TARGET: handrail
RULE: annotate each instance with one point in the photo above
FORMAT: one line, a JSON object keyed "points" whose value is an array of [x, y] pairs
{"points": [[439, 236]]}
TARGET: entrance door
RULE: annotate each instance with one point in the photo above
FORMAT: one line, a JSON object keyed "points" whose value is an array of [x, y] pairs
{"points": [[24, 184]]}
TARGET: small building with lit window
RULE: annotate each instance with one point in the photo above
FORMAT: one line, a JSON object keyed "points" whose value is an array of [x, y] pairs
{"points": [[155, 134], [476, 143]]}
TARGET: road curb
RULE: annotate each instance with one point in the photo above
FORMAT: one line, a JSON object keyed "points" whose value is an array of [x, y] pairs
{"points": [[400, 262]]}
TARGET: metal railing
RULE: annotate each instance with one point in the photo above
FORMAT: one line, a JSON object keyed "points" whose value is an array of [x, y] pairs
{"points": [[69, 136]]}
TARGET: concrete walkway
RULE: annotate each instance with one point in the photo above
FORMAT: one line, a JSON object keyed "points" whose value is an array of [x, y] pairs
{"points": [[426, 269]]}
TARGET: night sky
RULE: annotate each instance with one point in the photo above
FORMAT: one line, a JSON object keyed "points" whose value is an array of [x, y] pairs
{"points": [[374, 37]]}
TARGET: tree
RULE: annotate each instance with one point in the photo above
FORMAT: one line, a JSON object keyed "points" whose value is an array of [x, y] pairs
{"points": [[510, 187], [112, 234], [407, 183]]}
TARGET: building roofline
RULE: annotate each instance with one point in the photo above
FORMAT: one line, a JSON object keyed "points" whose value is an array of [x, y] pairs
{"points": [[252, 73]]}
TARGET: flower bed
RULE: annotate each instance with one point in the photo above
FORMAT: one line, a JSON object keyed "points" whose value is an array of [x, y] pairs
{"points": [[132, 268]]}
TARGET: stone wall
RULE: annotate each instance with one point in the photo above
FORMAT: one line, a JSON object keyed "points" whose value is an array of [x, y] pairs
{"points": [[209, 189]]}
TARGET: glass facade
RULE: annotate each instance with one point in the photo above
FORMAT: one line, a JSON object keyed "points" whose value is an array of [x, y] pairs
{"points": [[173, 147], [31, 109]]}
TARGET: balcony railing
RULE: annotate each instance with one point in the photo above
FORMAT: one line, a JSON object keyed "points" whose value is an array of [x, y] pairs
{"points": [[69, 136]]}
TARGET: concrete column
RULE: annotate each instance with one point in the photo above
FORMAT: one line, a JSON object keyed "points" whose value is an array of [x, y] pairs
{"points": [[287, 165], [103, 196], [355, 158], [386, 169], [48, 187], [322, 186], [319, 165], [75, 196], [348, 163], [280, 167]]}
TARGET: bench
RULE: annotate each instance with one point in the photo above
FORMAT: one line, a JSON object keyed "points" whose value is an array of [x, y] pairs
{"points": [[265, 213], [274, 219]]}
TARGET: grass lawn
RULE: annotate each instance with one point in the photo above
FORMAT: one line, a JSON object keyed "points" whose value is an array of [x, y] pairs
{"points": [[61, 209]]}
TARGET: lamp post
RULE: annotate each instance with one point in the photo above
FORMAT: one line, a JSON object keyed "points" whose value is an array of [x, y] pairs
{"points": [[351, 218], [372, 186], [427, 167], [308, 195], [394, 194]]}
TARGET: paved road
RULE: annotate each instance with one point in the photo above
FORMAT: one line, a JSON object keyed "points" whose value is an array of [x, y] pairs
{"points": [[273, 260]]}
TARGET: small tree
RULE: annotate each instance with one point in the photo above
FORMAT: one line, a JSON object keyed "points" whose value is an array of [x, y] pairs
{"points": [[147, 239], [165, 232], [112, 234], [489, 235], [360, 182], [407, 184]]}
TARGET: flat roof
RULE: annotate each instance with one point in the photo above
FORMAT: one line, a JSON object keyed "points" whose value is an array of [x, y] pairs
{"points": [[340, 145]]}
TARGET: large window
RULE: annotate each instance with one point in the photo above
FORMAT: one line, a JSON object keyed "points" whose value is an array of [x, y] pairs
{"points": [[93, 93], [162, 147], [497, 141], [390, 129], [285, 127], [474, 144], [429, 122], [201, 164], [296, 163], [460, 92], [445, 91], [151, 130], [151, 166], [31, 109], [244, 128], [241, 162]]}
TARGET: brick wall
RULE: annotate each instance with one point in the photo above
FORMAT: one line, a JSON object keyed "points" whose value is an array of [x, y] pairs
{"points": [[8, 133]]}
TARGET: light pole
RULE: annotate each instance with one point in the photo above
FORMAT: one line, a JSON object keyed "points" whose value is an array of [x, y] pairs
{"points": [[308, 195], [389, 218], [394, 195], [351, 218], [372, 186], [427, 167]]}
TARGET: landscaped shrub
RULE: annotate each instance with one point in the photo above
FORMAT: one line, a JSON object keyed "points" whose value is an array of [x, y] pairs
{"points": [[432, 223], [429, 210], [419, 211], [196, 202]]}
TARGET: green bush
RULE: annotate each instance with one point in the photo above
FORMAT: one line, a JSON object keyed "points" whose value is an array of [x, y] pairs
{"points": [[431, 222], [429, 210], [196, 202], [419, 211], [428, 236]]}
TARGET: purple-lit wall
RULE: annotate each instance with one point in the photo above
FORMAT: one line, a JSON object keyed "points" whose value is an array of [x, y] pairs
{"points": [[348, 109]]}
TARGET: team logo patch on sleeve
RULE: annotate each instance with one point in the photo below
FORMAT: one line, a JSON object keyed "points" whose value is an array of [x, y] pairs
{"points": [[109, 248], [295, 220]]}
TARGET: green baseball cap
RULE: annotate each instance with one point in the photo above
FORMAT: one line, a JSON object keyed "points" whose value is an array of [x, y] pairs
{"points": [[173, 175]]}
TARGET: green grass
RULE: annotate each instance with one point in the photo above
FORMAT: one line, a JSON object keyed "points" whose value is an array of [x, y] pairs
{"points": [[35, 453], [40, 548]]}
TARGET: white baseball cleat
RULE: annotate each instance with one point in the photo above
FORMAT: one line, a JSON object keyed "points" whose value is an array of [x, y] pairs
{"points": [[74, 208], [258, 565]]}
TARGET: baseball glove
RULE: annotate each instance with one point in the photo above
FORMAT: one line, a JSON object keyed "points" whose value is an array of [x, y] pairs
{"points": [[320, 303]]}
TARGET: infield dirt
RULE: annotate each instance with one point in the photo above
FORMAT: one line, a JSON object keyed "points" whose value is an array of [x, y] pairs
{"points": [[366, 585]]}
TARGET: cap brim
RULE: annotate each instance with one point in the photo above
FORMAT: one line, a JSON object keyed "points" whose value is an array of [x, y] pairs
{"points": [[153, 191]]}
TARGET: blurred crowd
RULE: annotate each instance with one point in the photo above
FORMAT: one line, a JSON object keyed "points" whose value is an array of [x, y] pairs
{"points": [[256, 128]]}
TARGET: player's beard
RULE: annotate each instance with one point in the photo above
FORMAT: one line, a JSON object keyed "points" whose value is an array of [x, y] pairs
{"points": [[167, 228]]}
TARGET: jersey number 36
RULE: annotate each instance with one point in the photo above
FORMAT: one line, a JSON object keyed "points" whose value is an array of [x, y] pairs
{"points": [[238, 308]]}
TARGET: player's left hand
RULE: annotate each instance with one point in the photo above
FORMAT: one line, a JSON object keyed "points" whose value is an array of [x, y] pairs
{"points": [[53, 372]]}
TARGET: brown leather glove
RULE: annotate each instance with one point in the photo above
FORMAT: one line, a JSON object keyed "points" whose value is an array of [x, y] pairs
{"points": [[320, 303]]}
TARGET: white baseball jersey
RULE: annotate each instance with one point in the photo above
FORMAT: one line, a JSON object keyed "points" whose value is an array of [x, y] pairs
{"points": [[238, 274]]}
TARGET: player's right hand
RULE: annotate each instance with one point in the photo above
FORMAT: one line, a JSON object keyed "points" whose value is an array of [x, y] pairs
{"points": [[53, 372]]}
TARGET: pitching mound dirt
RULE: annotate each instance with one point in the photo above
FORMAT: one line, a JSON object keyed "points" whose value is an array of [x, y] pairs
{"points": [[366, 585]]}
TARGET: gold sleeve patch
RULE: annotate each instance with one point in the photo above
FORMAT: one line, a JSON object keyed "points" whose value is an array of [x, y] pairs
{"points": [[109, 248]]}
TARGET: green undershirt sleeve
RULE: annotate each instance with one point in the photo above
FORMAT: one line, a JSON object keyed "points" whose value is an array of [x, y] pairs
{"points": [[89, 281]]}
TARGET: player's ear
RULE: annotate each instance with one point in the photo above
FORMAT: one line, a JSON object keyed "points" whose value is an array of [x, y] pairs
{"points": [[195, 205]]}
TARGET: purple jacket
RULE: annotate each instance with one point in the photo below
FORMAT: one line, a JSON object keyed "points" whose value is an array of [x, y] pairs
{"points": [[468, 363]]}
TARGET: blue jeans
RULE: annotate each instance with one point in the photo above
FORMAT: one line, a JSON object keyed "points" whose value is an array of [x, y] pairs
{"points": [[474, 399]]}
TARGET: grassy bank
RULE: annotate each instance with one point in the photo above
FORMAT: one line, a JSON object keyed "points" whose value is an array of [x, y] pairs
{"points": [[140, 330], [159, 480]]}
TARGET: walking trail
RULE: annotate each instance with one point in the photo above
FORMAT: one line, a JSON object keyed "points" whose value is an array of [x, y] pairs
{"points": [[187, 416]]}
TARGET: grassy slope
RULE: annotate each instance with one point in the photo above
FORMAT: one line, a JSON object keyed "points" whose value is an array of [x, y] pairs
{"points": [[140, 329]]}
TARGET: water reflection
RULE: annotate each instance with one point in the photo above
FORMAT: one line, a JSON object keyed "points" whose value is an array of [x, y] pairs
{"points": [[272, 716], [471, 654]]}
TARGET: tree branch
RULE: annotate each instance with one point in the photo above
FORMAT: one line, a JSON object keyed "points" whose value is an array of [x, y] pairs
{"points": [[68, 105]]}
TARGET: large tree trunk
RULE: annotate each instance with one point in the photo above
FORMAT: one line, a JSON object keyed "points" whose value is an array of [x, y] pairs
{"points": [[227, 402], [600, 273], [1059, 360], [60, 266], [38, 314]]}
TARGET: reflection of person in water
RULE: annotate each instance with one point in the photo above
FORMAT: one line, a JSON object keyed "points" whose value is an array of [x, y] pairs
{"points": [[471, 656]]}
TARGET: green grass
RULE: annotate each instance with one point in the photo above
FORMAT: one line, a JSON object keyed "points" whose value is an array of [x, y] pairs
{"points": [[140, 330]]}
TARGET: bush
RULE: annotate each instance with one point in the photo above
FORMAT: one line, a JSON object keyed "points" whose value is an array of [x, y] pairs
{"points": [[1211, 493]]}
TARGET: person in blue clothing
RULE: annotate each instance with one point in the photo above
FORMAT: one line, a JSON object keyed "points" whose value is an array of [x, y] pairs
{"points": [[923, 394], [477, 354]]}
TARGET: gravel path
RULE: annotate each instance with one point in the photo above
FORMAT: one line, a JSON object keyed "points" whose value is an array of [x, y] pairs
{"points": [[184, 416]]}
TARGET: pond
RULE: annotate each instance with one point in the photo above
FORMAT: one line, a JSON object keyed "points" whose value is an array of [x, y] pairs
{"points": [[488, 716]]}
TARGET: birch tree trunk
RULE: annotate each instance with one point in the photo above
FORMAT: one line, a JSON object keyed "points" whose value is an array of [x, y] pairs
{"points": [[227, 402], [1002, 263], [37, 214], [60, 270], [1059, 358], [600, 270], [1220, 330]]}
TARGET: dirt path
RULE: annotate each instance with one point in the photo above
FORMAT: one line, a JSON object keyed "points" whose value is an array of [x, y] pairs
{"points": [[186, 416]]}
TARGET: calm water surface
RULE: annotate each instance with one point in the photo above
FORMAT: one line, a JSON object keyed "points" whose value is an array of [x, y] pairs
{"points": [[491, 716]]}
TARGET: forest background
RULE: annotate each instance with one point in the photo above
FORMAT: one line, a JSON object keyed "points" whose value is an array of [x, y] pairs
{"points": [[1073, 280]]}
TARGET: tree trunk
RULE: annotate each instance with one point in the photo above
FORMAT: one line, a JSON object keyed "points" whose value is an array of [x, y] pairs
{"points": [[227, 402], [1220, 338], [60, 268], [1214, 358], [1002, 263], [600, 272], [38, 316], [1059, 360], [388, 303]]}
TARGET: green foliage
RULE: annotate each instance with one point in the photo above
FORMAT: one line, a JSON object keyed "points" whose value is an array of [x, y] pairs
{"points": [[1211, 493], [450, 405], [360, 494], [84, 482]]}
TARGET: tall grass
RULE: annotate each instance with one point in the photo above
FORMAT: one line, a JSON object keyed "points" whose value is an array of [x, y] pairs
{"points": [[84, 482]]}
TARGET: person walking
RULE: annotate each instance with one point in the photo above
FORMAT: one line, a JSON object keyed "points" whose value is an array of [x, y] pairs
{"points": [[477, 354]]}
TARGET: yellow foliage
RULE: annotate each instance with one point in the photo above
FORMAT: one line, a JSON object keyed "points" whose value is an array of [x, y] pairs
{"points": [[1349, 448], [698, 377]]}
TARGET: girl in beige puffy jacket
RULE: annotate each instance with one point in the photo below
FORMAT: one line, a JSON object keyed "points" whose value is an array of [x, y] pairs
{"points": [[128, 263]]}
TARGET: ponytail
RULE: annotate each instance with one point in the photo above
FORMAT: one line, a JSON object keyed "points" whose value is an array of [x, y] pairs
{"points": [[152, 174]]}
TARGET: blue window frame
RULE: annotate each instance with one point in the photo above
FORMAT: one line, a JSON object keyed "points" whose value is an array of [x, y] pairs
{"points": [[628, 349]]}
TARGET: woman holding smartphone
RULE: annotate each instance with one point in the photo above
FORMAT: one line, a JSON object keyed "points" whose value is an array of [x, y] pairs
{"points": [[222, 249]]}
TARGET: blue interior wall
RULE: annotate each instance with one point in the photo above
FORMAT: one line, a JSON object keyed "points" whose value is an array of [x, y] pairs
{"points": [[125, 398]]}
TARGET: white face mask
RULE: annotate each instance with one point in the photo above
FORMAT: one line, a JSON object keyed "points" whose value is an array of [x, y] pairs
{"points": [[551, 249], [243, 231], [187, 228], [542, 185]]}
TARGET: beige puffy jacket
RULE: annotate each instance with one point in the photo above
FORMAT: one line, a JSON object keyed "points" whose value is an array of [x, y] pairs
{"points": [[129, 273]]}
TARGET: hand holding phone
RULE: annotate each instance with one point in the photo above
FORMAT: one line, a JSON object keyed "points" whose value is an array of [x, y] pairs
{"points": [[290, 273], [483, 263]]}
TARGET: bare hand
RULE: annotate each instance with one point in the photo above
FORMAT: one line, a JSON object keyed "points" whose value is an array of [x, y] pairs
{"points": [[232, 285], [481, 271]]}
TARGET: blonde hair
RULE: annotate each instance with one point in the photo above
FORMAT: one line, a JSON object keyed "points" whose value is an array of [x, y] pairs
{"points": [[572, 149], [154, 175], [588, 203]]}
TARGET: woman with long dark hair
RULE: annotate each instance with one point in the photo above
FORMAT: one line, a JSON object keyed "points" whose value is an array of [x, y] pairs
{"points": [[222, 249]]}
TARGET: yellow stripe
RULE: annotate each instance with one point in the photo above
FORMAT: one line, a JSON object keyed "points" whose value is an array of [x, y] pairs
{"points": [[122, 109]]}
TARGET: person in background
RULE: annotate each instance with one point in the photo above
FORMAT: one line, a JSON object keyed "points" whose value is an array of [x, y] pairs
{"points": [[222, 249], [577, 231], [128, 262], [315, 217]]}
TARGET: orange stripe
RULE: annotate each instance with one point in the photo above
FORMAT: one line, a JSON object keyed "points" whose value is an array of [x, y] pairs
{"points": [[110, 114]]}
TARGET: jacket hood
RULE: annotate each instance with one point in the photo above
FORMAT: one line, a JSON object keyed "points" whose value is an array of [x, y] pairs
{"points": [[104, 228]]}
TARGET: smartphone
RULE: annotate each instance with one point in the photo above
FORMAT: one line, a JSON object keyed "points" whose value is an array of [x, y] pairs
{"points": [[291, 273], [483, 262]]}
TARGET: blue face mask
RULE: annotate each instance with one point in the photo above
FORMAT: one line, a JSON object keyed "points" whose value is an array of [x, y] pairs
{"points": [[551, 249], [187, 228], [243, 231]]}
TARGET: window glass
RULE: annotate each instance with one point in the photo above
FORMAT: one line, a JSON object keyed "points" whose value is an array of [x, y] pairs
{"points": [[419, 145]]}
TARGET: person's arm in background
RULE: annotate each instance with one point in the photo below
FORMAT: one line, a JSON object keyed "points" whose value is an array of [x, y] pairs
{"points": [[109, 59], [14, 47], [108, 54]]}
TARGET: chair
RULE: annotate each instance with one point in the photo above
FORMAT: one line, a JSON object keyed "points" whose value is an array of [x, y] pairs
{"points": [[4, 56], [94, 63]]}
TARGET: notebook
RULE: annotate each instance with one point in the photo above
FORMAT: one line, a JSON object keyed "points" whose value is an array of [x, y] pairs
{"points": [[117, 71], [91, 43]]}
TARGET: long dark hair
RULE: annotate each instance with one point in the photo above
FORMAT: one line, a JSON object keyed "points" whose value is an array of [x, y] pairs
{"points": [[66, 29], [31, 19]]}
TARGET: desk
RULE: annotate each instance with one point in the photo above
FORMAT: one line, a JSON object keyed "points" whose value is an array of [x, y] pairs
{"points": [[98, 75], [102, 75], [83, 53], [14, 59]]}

------------------------------------------------------------------------

▶ [Task details]
Locate the line that contains "TARGET: notebook". Repeat it and every line after it, up to and including the final line, exactly.

▶ [Exercise output]
TARGET: notebook
RULE: annotate each instance with one point in the photo above
FORMAT: one line, a JSON object keyed "points" whose value is an array of [x, y] pairs
{"points": [[117, 71], [91, 43]]}
TARGET: long dark hair
RULE: annotate each instance with one point in the photo above
FORMAT: one line, a JSON object keyed "points" whose value is an array of [x, y] pairs
{"points": [[66, 29], [31, 19]]}
TARGET: desk
RULE: annotate each instance with one point in the photo above
FORMAT: one line, a JSON object keyed "points" whose value is an array of [x, y] pairs
{"points": [[98, 75], [102, 75], [83, 53], [14, 59]]}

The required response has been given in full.